*** SOURCE DATA
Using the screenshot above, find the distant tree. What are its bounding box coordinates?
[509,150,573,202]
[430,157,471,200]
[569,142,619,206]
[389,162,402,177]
******
WRITTEN EXERCISE: Copy each of the items above verbatim, changing nothing.

ANSWER FOR THE TASK:
Using the screenshot above, find the distant tree. What are its bounding box coordinates?
[509,150,573,202]
[430,157,471,200]
[569,142,619,206]
[389,162,402,177]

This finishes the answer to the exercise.